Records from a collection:
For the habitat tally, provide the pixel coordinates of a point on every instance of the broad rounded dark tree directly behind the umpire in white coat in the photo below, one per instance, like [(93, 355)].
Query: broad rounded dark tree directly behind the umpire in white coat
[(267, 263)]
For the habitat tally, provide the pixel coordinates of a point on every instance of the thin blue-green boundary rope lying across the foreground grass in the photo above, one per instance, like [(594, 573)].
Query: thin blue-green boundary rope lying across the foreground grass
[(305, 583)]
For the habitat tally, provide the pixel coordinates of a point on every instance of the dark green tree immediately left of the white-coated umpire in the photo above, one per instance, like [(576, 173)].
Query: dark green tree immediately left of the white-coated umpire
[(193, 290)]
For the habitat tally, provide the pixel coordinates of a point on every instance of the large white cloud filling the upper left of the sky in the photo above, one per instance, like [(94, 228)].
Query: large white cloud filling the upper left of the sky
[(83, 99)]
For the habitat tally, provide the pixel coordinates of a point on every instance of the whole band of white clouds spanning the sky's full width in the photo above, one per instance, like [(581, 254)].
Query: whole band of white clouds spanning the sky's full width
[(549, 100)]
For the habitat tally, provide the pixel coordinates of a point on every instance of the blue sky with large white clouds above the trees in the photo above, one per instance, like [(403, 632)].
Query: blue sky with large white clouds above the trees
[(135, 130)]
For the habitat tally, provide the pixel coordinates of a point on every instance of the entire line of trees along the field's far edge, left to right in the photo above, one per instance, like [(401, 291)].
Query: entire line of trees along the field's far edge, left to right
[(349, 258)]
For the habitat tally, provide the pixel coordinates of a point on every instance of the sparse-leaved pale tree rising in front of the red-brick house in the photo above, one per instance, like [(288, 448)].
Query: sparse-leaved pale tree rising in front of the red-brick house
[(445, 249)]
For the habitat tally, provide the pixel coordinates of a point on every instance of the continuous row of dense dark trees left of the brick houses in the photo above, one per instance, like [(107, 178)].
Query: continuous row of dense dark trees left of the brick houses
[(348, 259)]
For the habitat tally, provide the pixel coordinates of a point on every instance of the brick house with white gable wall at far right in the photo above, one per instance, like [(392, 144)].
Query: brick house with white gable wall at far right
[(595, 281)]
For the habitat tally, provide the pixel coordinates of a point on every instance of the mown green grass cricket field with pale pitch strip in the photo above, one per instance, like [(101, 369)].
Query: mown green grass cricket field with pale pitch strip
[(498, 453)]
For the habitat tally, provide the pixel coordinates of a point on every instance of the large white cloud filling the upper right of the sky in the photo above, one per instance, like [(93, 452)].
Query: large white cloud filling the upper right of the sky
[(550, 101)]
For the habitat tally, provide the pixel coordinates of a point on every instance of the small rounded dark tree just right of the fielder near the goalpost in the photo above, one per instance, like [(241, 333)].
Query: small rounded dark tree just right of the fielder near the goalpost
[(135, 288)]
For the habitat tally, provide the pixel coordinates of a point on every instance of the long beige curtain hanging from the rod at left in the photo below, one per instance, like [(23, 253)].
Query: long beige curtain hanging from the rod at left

* * *

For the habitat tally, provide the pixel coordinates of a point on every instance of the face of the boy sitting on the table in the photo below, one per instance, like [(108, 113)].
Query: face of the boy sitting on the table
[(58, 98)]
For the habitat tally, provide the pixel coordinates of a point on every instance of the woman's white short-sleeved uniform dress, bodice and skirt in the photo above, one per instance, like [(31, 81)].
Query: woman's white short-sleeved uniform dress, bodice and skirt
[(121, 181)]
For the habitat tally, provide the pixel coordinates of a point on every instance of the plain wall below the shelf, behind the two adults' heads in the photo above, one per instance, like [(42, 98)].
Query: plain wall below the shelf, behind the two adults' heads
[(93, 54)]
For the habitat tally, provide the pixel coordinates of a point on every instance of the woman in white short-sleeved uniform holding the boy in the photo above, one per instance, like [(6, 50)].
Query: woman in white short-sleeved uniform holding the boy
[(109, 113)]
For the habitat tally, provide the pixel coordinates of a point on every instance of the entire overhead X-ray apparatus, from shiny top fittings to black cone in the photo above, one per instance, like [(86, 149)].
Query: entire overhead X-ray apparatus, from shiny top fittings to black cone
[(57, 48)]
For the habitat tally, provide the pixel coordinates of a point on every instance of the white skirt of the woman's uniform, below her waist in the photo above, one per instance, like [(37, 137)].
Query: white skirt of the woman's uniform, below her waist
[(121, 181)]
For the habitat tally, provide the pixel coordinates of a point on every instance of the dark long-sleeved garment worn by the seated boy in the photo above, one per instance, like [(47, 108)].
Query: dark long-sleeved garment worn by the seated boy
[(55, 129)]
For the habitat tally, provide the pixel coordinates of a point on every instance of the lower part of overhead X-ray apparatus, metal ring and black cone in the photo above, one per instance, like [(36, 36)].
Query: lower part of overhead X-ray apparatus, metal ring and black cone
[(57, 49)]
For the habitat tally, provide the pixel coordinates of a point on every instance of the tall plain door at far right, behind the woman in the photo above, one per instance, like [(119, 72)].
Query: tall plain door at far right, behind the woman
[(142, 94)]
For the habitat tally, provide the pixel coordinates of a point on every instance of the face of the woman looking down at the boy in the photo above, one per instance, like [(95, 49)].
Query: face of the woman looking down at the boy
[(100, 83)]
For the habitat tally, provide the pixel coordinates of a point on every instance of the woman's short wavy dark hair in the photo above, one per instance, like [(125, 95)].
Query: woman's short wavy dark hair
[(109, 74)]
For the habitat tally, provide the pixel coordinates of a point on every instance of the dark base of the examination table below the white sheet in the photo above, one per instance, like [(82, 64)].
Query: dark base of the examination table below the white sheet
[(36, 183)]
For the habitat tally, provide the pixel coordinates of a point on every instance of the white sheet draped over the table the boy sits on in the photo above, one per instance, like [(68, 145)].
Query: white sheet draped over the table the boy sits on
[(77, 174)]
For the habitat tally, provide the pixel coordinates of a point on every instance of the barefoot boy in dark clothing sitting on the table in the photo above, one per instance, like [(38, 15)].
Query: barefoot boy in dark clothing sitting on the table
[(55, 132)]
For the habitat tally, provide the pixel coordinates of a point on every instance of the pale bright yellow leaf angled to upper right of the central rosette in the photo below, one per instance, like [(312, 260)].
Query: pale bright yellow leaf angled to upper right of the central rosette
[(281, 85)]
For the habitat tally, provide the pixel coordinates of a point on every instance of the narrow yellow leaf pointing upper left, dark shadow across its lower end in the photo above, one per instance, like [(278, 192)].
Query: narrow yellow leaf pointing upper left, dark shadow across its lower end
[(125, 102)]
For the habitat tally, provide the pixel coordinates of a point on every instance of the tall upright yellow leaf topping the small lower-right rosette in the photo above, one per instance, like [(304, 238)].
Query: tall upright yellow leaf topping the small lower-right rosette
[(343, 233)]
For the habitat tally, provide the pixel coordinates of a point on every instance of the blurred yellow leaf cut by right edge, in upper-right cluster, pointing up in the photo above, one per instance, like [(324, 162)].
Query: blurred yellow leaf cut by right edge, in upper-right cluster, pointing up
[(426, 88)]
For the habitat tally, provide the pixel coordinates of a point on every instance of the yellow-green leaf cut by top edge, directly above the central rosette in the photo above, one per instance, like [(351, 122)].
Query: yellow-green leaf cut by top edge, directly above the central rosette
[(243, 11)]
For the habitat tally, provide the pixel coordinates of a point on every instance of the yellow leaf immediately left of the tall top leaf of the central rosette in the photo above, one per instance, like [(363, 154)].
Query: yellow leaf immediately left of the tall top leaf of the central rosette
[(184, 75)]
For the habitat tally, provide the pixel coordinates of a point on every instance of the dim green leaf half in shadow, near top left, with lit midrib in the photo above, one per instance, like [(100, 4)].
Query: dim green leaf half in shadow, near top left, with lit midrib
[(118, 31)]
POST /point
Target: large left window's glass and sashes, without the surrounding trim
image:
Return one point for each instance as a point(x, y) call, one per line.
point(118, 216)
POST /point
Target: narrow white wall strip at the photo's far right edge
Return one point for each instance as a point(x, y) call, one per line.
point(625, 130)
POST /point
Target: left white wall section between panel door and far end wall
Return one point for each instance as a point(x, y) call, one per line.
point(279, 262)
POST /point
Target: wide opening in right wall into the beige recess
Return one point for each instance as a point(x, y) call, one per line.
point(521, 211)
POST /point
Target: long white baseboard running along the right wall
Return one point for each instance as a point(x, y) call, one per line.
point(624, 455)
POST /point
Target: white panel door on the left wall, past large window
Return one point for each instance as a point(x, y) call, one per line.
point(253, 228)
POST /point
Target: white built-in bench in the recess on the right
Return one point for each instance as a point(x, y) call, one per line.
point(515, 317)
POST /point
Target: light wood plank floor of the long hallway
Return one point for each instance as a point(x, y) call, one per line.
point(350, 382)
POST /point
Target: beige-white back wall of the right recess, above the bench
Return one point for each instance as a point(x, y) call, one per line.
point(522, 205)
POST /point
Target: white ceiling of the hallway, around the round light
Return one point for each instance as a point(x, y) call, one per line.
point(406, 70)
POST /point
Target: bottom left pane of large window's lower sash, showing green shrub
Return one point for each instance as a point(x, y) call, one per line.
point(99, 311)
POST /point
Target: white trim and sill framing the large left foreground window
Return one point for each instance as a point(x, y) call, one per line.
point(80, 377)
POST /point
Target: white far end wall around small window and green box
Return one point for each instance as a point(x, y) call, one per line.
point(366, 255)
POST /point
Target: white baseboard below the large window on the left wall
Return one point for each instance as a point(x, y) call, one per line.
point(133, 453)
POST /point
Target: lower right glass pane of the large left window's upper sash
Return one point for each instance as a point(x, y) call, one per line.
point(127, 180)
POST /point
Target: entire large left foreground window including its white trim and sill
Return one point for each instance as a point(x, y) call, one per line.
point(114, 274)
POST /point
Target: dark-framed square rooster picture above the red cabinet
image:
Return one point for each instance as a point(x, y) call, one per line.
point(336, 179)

* * *

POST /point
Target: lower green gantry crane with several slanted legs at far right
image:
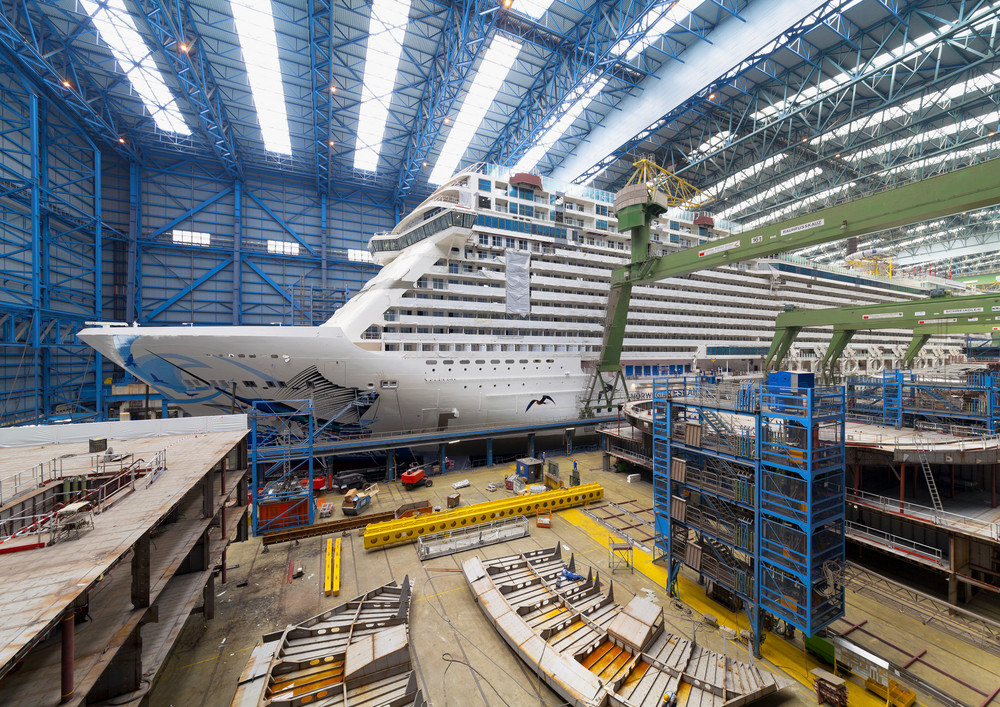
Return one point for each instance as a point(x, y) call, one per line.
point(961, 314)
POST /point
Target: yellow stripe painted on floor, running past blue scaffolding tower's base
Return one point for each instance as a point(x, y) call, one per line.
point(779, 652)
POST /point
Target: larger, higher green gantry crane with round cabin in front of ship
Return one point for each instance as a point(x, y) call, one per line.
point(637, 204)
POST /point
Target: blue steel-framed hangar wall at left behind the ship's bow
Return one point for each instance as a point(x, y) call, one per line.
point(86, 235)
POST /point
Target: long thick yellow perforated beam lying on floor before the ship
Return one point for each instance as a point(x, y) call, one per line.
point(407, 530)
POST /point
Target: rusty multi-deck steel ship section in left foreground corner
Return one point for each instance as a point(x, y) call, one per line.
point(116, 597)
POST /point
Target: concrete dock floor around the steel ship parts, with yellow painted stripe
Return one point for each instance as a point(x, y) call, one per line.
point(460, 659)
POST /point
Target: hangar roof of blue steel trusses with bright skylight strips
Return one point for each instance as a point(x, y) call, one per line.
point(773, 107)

### Action item
Where the word "sill" shows up in a line of the entries above, copy that line.

### Your solution
Target: white trim and sill framing the large left foreground window
Target: entire large left foreground window including its white trim and sill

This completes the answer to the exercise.